PROBLEM TO SOLVE
Write out, word for word, the part of the listing below that opens with the line containing "In the photo above, where can the lamp" and closes with the line containing "In the photo above, where can the framed photo", keeping both of those lines and adding no others.

GIVEN RECORDS
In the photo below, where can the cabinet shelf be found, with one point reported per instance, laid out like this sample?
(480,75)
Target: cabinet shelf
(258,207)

...

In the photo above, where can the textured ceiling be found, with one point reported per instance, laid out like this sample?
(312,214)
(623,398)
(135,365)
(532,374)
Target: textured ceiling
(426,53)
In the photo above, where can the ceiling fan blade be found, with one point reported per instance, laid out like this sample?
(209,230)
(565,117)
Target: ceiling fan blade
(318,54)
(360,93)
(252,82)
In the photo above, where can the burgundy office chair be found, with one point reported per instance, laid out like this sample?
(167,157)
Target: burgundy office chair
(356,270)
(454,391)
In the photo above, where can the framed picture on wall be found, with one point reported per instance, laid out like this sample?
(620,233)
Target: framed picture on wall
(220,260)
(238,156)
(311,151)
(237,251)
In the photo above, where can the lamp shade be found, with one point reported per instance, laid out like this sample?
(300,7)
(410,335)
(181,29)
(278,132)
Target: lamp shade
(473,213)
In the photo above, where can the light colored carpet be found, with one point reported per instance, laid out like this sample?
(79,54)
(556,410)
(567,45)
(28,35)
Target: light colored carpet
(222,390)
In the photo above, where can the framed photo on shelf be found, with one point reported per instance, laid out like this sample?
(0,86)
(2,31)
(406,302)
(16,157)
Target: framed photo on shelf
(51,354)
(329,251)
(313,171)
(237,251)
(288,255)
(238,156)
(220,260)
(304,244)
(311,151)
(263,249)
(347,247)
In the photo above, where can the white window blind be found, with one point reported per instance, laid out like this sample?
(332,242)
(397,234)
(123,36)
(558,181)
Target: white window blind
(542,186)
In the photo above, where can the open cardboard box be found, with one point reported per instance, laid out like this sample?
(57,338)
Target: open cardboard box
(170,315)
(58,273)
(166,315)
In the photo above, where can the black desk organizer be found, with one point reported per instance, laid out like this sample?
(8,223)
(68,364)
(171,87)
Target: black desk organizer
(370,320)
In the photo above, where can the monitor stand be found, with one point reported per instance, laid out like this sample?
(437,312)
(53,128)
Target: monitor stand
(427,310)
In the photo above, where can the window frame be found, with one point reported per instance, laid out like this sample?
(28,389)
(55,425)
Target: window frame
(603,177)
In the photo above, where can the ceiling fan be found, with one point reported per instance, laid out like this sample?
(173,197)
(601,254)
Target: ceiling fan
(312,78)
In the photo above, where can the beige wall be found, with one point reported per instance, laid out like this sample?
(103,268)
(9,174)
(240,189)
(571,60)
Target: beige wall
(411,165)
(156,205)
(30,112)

* * *

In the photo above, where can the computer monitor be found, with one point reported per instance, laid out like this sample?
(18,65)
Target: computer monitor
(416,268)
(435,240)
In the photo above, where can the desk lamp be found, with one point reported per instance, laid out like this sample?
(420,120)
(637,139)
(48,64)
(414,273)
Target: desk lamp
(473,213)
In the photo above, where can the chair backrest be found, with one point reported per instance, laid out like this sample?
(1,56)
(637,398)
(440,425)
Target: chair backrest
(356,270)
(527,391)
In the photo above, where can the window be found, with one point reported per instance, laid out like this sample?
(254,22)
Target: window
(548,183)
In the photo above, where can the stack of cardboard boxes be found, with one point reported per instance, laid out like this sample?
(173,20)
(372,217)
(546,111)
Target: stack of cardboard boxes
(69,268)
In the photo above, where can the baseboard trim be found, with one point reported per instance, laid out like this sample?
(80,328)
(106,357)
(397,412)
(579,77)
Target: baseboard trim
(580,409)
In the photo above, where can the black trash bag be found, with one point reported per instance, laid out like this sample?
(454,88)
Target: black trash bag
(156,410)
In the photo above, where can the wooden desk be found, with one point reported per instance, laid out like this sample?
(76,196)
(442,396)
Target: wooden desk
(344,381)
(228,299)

TASK OUTPUT
In the photo above, where can the lamp shade be found, with one point reported per instance, laid out like this sample?
(300,7)
(410,335)
(181,29)
(278,132)
Target: lamp shade
(473,213)
In the photo above, where can the light colored carpet be found, with one point reported per instance, laid out like this sample?
(79,54)
(556,410)
(567,45)
(28,35)
Target: light colored carpet
(222,390)
In the photo above, where can the framed photo on shelf be found, with one point reported per instance, laid out like this sample?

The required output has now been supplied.